Pull out every line of the data that contains the string "observation" and copy each one in full.

---------- INFORMATION PROVIDED

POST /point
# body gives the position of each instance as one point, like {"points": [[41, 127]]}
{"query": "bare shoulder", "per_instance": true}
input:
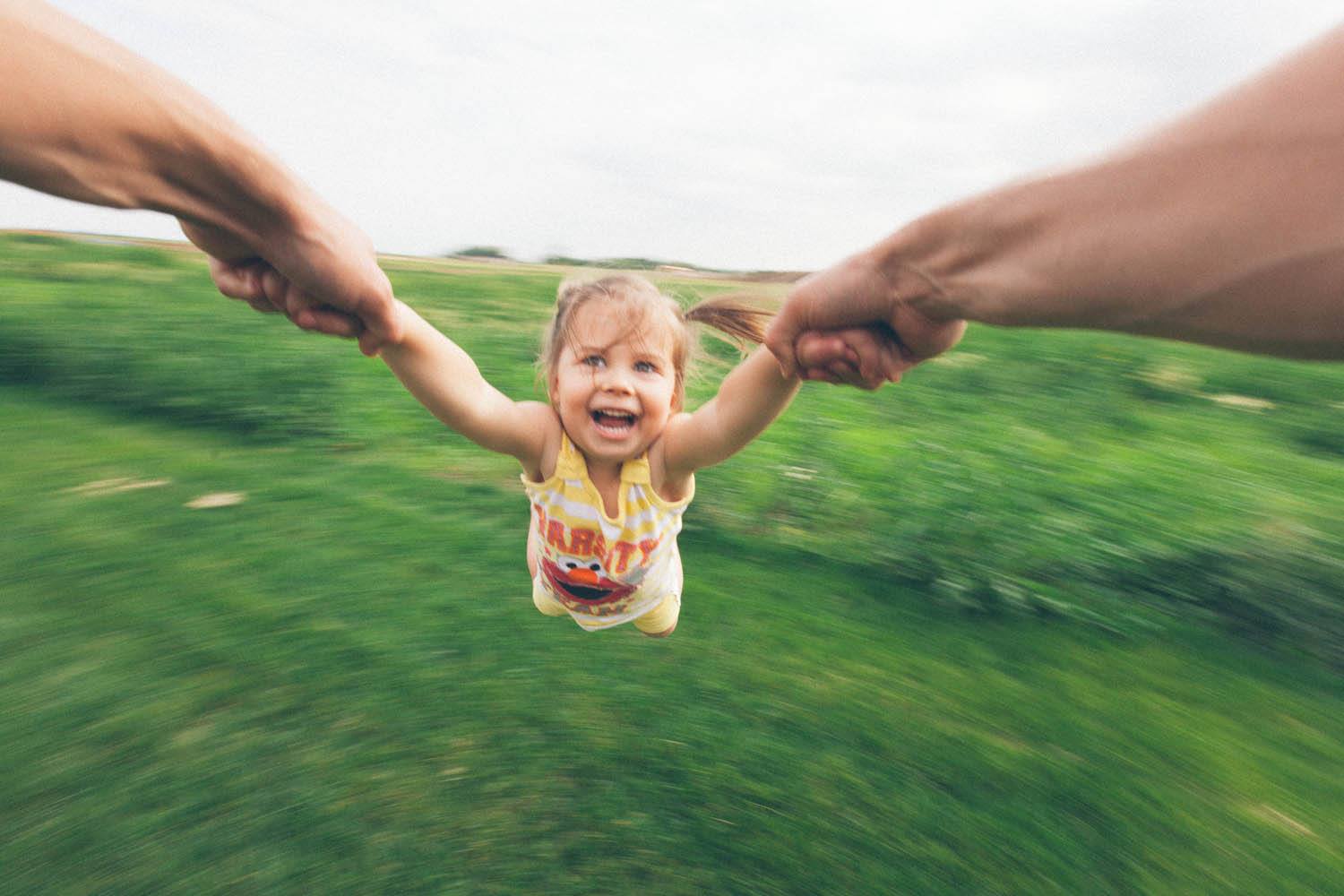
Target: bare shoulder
{"points": [[543, 447], [669, 481]]}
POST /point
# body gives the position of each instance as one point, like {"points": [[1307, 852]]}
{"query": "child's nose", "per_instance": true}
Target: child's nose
{"points": [[616, 381]]}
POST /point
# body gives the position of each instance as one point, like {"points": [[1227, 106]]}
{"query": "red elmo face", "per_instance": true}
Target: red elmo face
{"points": [[583, 581]]}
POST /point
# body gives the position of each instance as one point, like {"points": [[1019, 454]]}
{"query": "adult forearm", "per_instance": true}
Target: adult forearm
{"points": [[1225, 228], [81, 117]]}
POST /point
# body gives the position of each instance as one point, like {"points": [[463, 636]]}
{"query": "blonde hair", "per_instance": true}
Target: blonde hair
{"points": [[644, 306]]}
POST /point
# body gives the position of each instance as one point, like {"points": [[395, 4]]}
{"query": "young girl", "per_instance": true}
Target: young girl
{"points": [[609, 465]]}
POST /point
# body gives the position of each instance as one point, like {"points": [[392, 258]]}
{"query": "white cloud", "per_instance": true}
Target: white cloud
{"points": [[747, 134]]}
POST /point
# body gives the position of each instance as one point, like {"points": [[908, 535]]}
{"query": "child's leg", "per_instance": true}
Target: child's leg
{"points": [[660, 621], [545, 602]]}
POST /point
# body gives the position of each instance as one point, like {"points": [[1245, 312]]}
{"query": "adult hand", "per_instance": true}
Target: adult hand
{"points": [[875, 317], [330, 284]]}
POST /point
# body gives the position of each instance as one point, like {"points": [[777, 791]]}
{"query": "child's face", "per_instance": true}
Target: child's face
{"points": [[613, 389]]}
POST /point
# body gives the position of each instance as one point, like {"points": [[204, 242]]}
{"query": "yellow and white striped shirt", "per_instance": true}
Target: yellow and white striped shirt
{"points": [[605, 571]]}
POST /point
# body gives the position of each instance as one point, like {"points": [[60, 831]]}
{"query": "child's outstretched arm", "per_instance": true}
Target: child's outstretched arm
{"points": [[752, 395], [446, 381]]}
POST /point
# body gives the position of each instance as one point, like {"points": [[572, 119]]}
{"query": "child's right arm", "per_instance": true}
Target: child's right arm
{"points": [[446, 381]]}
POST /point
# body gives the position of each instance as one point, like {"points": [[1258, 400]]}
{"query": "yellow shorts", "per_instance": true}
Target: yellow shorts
{"points": [[656, 621]]}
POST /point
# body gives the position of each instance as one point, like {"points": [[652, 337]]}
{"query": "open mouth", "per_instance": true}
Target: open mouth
{"points": [[613, 422], [601, 591]]}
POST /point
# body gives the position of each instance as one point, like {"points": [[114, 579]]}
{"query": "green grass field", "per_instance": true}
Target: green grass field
{"points": [[1059, 614]]}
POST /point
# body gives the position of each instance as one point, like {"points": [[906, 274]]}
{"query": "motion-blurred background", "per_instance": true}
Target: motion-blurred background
{"points": [[1061, 613]]}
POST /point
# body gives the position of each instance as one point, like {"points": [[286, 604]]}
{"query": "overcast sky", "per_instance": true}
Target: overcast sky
{"points": [[773, 134]]}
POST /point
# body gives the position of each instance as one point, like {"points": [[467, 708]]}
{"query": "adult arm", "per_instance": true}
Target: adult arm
{"points": [[446, 382], [83, 118], [1226, 228]]}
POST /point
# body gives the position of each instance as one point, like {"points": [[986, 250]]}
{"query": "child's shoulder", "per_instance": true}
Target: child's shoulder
{"points": [[543, 421]]}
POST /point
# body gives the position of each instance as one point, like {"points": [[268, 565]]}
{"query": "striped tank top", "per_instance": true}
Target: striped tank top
{"points": [[605, 571]]}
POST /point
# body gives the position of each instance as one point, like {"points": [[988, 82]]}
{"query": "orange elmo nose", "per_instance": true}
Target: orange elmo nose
{"points": [[582, 575]]}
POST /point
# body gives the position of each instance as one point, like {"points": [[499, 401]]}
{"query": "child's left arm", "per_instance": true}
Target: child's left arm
{"points": [[752, 395]]}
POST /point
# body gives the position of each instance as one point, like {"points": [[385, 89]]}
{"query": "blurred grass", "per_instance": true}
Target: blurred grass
{"points": [[1048, 616]]}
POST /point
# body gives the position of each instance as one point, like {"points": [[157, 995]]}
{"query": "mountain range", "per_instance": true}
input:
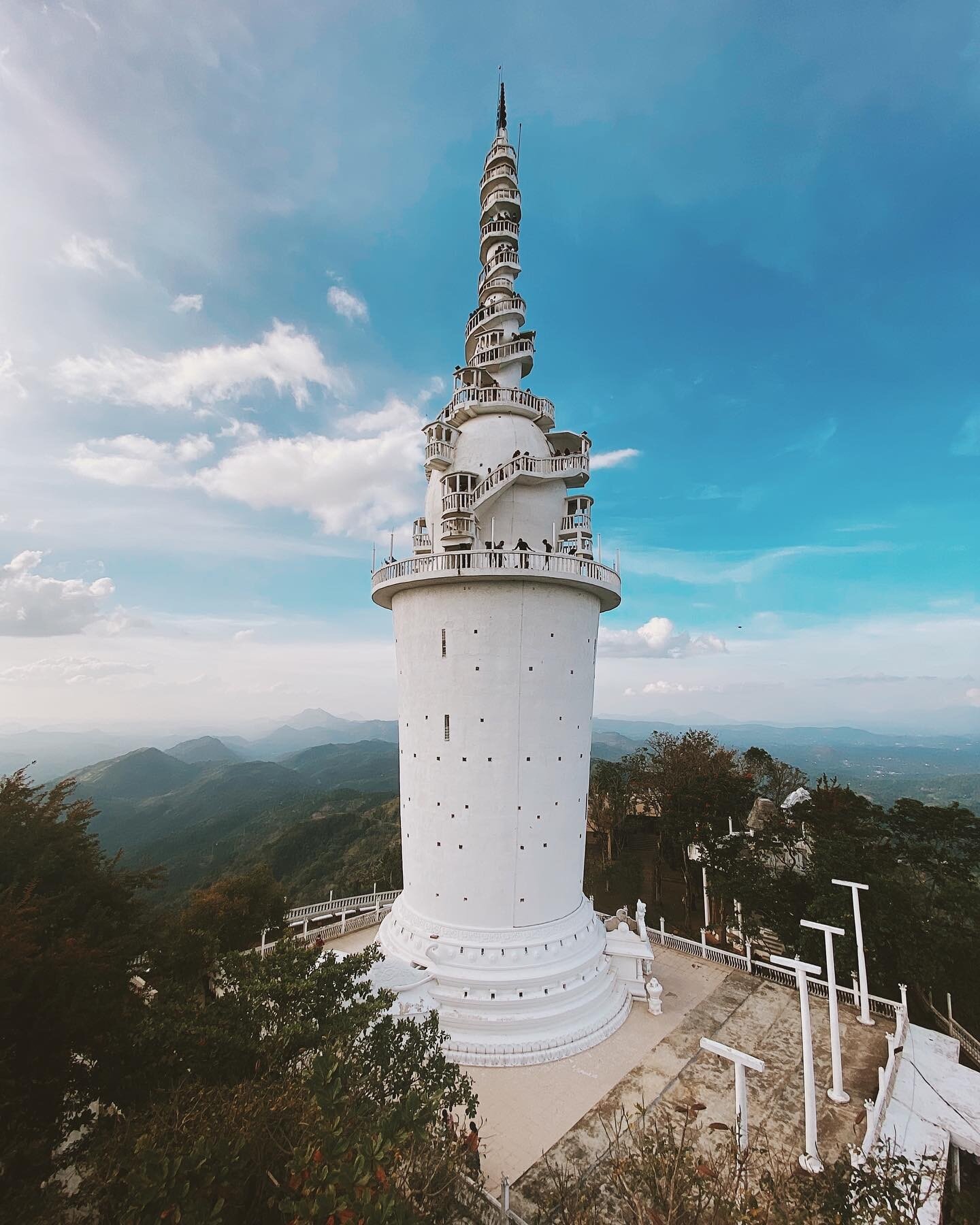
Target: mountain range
{"points": [[314, 796]]}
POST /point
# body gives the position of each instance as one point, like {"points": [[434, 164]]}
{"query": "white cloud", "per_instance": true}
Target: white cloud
{"points": [[33, 606], [815, 440], [134, 459], [612, 459], [70, 669], [289, 359], [673, 687], [967, 442], [185, 303], [706, 568], [9, 379], [348, 304], [352, 485], [92, 255], [658, 638]]}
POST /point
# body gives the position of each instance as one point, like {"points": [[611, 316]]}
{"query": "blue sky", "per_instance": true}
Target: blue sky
{"points": [[239, 251]]}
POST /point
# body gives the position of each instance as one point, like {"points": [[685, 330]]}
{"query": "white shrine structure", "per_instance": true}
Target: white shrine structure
{"points": [[496, 617]]}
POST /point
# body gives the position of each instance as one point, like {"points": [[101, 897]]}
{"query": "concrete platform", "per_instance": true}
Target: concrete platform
{"points": [[757, 1017]]}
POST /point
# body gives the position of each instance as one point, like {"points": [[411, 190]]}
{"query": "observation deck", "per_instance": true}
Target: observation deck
{"points": [[490, 565]]}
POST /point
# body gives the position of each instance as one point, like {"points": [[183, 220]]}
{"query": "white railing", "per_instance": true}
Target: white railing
{"points": [[491, 561], [504, 352], [497, 283], [500, 151], [439, 451], [455, 526], [545, 467], [875, 1110], [508, 195], [819, 987], [514, 397], [504, 226], [499, 172], [508, 255], [514, 306], [335, 906]]}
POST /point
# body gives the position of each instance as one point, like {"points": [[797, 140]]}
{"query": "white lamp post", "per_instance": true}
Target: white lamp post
{"points": [[741, 1062], [808, 1160], [836, 1093], [865, 1018]]}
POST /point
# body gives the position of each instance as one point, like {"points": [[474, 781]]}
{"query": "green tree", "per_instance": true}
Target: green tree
{"points": [[610, 802], [71, 928], [690, 785]]}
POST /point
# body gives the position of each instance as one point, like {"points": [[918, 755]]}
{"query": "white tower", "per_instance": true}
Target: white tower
{"points": [[495, 641]]}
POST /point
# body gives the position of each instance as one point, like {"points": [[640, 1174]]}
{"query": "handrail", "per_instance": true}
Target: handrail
{"points": [[502, 352], [508, 255], [545, 467], [966, 1039], [497, 172], [514, 306], [517, 396], [439, 450], [526, 564], [500, 226], [511, 195], [335, 906]]}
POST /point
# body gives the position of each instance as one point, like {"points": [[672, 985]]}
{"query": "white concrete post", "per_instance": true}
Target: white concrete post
{"points": [[808, 1160], [836, 1093], [741, 1062], [865, 1018]]}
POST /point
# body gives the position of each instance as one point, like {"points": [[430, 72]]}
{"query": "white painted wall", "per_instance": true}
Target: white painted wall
{"points": [[494, 820]]}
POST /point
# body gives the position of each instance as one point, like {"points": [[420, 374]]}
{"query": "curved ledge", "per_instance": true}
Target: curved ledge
{"points": [[489, 566]]}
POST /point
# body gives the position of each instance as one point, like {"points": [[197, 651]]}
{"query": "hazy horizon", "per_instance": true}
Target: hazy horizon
{"points": [[239, 254]]}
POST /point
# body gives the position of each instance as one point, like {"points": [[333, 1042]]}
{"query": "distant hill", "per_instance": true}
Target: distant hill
{"points": [[136, 776], [338, 732], [367, 766], [203, 749]]}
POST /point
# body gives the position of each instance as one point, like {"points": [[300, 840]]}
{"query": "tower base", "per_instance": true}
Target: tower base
{"points": [[516, 996]]}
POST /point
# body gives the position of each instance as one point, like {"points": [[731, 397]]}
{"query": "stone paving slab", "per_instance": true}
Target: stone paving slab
{"points": [[526, 1111]]}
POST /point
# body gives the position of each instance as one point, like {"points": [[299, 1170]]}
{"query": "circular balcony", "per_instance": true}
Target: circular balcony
{"points": [[500, 173], [521, 349], [499, 231], [512, 306], [470, 402], [506, 257], [505, 197], [489, 566]]}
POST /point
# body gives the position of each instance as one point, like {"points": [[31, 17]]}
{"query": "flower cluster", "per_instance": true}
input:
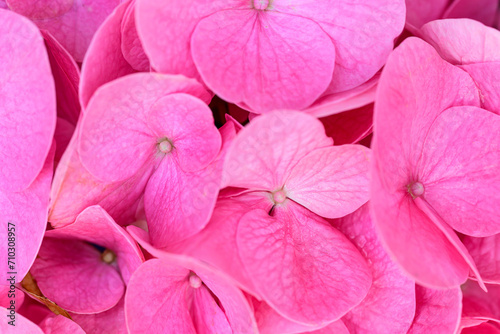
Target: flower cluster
{"points": [[256, 166]]}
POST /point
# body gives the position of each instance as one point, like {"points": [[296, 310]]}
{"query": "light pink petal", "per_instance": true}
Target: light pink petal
{"points": [[66, 77], [187, 122], [24, 217], [207, 316], [349, 127], [178, 204], [486, 255], [264, 152], [60, 325], [304, 268], [104, 60], [463, 41], [389, 306], [332, 104], [331, 182], [74, 189], [95, 226], [130, 44], [151, 310], [75, 28], [165, 29], [21, 325], [115, 132], [483, 10], [110, 321], [460, 169], [249, 57], [28, 100], [362, 32], [72, 275], [438, 311]]}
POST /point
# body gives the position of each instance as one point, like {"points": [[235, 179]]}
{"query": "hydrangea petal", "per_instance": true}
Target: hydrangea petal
{"points": [[331, 182], [28, 100], [304, 268], [438, 311], [73, 275], [264, 152], [260, 53]]}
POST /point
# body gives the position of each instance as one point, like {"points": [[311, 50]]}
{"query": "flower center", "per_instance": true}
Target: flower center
{"points": [[416, 189], [165, 146], [279, 196], [260, 4], [108, 256], [194, 281]]}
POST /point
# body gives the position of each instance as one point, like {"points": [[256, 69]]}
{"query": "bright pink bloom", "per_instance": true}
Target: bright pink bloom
{"points": [[76, 275], [265, 55], [188, 297], [72, 23], [435, 165]]}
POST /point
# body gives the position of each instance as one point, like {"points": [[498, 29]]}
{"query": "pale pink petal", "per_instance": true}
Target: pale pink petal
{"points": [[21, 325], [349, 127], [264, 152], [131, 45], [304, 268], [115, 130], [249, 57], [486, 255], [108, 322], [331, 182], [459, 169], [104, 60], [28, 100], [389, 306], [60, 325], [24, 217], [438, 311], [463, 41], [95, 226], [362, 32], [72, 274]]}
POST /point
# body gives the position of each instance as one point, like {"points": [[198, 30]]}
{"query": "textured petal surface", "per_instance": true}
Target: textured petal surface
{"points": [[389, 306], [304, 268], [460, 159], [264, 152], [24, 215], [95, 226], [438, 311], [104, 60], [28, 100], [331, 182], [73, 275], [261, 52], [117, 118]]}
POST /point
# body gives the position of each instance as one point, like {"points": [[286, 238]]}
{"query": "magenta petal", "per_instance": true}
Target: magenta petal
{"points": [[264, 152], [486, 255], [331, 182], [296, 259], [167, 305], [248, 57], [22, 325], [73, 275], [438, 311], [389, 306], [104, 60], [28, 100], [60, 325], [24, 214], [460, 169], [117, 117]]}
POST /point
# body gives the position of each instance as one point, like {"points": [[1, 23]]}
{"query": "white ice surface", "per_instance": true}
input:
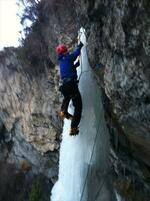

--------------------

CORRECT OUTPUT:
{"query": "observation deck", "per_instance": true}
Target: observation deck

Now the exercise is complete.